*MATERIAL FOR THIS TASK:*

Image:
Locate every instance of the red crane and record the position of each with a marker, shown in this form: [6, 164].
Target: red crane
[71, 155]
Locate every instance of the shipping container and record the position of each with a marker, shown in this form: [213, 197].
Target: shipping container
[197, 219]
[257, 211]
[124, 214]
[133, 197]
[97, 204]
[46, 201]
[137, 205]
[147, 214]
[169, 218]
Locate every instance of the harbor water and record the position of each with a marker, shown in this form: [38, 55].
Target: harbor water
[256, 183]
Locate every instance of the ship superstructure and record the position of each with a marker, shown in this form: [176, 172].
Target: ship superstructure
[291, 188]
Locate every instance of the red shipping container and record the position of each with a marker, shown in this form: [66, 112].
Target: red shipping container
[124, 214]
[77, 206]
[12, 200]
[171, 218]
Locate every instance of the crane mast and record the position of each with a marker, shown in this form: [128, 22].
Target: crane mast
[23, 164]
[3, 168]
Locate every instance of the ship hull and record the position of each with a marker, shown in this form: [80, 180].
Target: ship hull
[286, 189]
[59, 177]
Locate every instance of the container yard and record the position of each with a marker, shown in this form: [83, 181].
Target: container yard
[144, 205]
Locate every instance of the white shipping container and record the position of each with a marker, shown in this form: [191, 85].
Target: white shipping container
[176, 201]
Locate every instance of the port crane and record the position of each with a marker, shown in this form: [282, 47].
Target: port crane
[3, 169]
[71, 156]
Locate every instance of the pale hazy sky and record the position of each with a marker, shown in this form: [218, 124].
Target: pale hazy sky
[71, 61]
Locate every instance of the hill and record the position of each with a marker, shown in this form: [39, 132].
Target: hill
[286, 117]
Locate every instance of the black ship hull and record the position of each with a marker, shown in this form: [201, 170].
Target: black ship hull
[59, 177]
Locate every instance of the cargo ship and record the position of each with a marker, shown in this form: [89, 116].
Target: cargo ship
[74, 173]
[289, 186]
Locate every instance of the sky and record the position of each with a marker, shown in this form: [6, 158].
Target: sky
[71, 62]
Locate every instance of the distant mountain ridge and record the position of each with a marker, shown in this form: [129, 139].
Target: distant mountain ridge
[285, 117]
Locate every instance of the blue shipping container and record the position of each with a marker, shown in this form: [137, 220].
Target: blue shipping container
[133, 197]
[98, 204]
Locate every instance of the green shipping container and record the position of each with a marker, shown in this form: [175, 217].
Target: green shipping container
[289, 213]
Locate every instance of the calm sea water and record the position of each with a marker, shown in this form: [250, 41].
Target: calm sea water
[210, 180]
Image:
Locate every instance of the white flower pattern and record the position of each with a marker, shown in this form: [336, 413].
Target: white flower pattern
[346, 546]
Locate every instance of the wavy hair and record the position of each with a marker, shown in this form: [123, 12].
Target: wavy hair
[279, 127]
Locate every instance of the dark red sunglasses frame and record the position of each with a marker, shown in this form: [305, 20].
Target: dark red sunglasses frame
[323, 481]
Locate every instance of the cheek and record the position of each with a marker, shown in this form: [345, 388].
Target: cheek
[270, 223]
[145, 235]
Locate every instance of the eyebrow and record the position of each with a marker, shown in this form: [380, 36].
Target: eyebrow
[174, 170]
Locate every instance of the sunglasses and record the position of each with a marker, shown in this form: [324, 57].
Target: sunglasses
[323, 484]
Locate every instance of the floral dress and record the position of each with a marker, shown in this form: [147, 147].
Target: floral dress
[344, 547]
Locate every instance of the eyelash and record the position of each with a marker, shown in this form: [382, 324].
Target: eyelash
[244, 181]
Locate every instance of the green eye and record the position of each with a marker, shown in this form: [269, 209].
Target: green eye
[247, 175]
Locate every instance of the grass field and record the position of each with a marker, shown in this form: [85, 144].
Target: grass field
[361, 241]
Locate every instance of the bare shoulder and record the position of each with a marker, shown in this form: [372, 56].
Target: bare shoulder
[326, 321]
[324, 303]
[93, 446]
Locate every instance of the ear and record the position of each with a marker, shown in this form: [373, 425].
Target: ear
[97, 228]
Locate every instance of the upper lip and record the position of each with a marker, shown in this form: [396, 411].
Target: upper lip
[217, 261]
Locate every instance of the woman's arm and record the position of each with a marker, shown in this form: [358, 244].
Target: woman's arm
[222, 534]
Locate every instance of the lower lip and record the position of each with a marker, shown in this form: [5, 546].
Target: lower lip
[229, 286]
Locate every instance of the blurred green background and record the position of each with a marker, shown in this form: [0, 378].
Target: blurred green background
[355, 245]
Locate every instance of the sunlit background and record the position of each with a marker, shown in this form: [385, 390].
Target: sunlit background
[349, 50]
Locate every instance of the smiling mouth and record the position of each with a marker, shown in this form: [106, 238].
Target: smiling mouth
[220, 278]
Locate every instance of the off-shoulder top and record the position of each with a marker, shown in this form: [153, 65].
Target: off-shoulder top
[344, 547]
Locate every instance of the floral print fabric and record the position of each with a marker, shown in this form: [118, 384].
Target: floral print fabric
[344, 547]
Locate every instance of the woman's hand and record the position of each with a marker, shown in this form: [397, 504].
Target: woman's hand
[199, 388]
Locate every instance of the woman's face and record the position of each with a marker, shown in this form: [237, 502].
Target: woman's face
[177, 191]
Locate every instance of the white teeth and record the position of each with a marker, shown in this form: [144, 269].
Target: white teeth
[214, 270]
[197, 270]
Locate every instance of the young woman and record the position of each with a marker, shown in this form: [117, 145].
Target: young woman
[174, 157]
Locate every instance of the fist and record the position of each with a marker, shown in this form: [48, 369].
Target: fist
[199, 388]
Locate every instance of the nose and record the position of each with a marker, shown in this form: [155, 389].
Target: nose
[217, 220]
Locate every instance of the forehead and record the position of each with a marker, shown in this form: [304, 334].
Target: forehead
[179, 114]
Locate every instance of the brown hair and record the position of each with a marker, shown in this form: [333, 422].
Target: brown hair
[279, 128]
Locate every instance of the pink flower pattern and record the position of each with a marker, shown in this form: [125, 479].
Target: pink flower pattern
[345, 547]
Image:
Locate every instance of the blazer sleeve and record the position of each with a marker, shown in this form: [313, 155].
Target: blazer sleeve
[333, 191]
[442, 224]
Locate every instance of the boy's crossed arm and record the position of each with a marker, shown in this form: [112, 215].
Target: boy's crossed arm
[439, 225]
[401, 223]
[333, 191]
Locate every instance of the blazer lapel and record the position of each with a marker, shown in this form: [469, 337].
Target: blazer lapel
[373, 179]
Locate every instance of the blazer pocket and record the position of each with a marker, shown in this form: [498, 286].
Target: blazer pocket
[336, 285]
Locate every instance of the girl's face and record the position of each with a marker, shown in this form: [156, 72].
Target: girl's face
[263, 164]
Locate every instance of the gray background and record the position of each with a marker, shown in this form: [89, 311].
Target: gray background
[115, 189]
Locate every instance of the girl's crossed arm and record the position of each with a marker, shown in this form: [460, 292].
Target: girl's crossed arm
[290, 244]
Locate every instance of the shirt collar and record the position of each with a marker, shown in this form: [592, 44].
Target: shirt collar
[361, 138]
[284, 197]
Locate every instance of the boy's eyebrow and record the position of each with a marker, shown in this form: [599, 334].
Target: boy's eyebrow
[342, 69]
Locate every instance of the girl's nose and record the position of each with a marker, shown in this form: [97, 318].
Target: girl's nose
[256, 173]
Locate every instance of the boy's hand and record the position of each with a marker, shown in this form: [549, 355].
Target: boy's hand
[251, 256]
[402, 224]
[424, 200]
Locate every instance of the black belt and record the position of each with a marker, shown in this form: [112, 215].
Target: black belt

*WORK TO DO:* Extract every record and return it verbatim.

*FULL SOLUTION:*
Image:
Locate every instance of the red crane and record the position of each with a marker, shown in this form: [6, 164].
Target: red crane
[71, 155]
Locate every instance of the shipping container and record the position of each with a marker, shown in this form: [213, 197].
Target: shipping container
[197, 219]
[257, 211]
[124, 214]
[133, 197]
[97, 204]
[46, 201]
[137, 205]
[147, 214]
[169, 218]
Locate every instance of the harbor water and record the position of each with a marker, shown in this form: [38, 55].
Target: harbor water
[256, 183]
Locate every instance of the ship superstructure and record the position of each with a marker, shown in this form: [176, 172].
Target: ship superstructure
[291, 188]
Locate every instance of the red shipping container and record the position of each with a marker, shown in this form: [66, 112].
Target: red shipping container
[124, 214]
[77, 206]
[12, 200]
[171, 218]
Locate every instance of the crane mast and record the position of each with a marker, shown in this form: [128, 22].
Target: crane mast
[23, 164]
[3, 168]
Locate every instance of the ship hull and record the position of each with a marker, shown in this form: [80, 180].
Target: ship hull
[286, 189]
[59, 177]
Locate every instance of the container yard and record the position of each with a marker, shown in this form: [83, 181].
Target: container yard
[144, 205]
Locate every instance of the white shipping container and record the position of each with a marker, shown in this form: [191, 85].
Target: white shipping container
[176, 201]
Locate every instance of the port crane and record the position of each with a marker, shown in this form: [282, 47].
Target: port crane
[3, 169]
[71, 156]
Locate every instance of the pale hazy sky and record the position of each with a marker, shown in this form: [218, 124].
Target: pale hazy sky
[71, 61]
Locate every instance of the hill and record the position of each with a marker, shown in this form: [39, 132].
Target: hill
[286, 117]
Locate every instance of the black ship hull and record the position of each with a marker, shown in this form: [201, 170].
Target: black ship hull
[59, 177]
Locate every instance of the cargo ship and record the position of each with a marker, shown in this form: [89, 116].
Target: cargo ship
[74, 173]
[289, 186]
Locate every instance of the sky and record the position of each with a marker, shown in this form: [6, 158].
Target: sky
[71, 62]
Locate every instance of the distant mountain ridge and record the position of each with a marker, shown in this form: [129, 139].
Target: distant mountain ridge
[285, 117]
Locate every instance of the blue shipping container and record the position of each with a marker, shown in this form: [137, 220].
Target: blue shipping container
[133, 197]
[98, 204]
Locate every instance of the green shipping container and record the position of each with a marker, shown in this form: [175, 217].
Target: green shipping container
[289, 213]
Locate every instance of the calm sea water and record the position of each with a marker, shown in this form: [250, 41].
Target: calm sea water
[210, 180]
Image:
Locate every instance of the white flower pattern and record the position of each with a marker, shown in this form: [336, 413].
Target: white flower pattern
[346, 546]
Locate every instance of the wavy hair and record the position of each with a marker, shown in this form: [123, 12].
Target: wavy hair
[279, 127]
Locate every instance of the dark red sunglasses frame and record the position of each with a marker, shown in this form: [305, 20].
Target: dark red sunglasses frame
[323, 481]
Locate every instance of the cheek and record the position of each with a marker, shown in this form: [345, 388].
Target: cheek
[270, 223]
[145, 235]
Locate every instance of the eyebrow and record the position of each with a marker, shown in this form: [380, 36].
Target: eyebrow
[174, 170]
Locate every instance of the sunglasses and record the position of each with a marker, shown in this form: [324, 57].
Target: sunglasses
[323, 484]
Locate every instance of the floral dress and record the position of each with a marker, shown in this form: [147, 147].
Target: floral dress
[344, 547]
Locate every instance of the eyelash and record the position of each with a marker, shown in this form: [382, 324].
Target: eyelash
[244, 181]
Locate every instance of the green eye and record the position of each with a marker, shown in this form: [269, 209].
Target: green eye
[247, 175]
Locate every instance of the grass field and record the position of each with a marker, shown in this form: [85, 144].
Target: grass field
[361, 241]
Locate every instance of the bare shoulder and record the position of each with a marker, shown in this form: [372, 56].
Target: bare shoulder
[326, 321]
[324, 303]
[93, 446]
Locate every instance of the ear and record the position of each with a marker, shown in this form: [373, 425].
Target: ear
[97, 228]
Locate every instance of the upper lip and record the position of each with a marker, shown in this form: [396, 411].
Target: upper lip
[217, 261]
Locate every instance of the woman's arm and record the position of each with a marker, shown in this form: [358, 244].
Target: woman's arm
[222, 534]
Locate every instance of the lower lip and record the position of each with a marker, shown in this form: [5, 546].
Target: lower lip
[229, 286]
Locate every instance of the blurred green background and record the position of each with a marker, shown in this form: [0, 378].
Target: blurred green background
[355, 245]
Locate every instance of the sunlit background and record the position of each with a marker, shown in this form: [385, 390].
Target: sunlit background
[349, 50]
Locate every instance of the smiling mouth and record the position of each with a marker, shown in this form: [106, 238].
Target: smiling mouth
[220, 278]
Locate every instance of the off-shoulder top and record the position of each with a marker, shown in this form: [153, 65].
Target: off-shoulder top
[344, 547]
Locate every instance of the floral print fabric and record the position of each with a marker, shown in this form: [118, 384].
Target: floral print fabric
[344, 547]
Locate every instance of the woman's hand and record the position of each with a marker, shown in this form: [397, 504].
Target: woman's hand
[199, 388]
Locate every instance of the woman's face and record the position of each with a marker, shown in this form: [237, 502].
Target: woman's face
[177, 191]
Locate every instance of the white teeth and record the position of each with a marker, shown in this form: [144, 269].
Target: white teeth
[214, 270]
[197, 270]
Locate every instance of the young woman and record the position of each with a marker, shown in this form: [117, 145].
Target: young woman
[174, 157]
Locate every instance of the fist and record the position of each with a marker, shown in this form: [48, 369].
Target: fist
[199, 388]
Locate every instance of the nose and record the position of each with a marker, shown in this form: [155, 389].
Target: nose
[217, 220]
Locate every instance of the forehead and record the position of each with a marker, shown in this form: [304, 334].
Target: forehead
[179, 114]
Locate every instance of the brown hair and record the position of each with a marker, shown in this form: [333, 422].
Target: brown hair
[279, 128]
Locate every instance of the pink flower pattern and record the position of each with a marker, shown in this form: [125, 479].
Target: pink flower pattern
[345, 547]
Image:
Locate every instance of the blazer sleeve and record the position of each with a marker, shown in this form: [313, 155].
Target: blazer sleeve
[333, 191]
[442, 224]
Locate every instance of the boy's crossed arm and record the position of each with a marker, shown in this form: [112, 215].
Target: boy's crossed arm
[439, 225]
[401, 223]
[333, 191]
Locate every instance of the blazer lapel and record the position of each with a marker, shown in this form: [469, 337].
Target: blazer lapel
[373, 179]
Locate every instance of the blazer pocket and record the position of each with a marker, shown in this form: [498, 286].
Target: blazer pocket
[336, 285]
Locate every instance of the girl's face and record the position of each with a marker, shown in this form: [156, 72].
Target: girl's face
[263, 164]
Locate every instance of the gray background and record the position of each with a marker, shown in this form: [89, 311].
Target: gray background
[115, 189]
Locate every instance of the girl's crossed arm and record the position of each with a marker, shown in this form: [460, 292].
Target: girl's crossed arm
[290, 244]
Locate every instance of the shirt collar and record the position of each with a marker, shown in this form: [592, 44].
Target: shirt collar
[361, 138]
[284, 197]
Locate every instance of the boy's eyebrow and record the position of each with a marker, shown in this form: [599, 334].
Target: boy's eyebrow
[342, 69]
Locate every instance of the girl's nose and record the position of each with a marker, shown in this form: [97, 318].
Target: girl's nose
[256, 173]
Locate every instance of the boy's hand and record the position of each with a marker, shown in this form: [549, 355].
Target: boy's hand
[251, 256]
[402, 224]
[424, 200]
Locate every instance of the black belt and record the position of each with a marker, shown in this form: [112, 215].
Target: black belt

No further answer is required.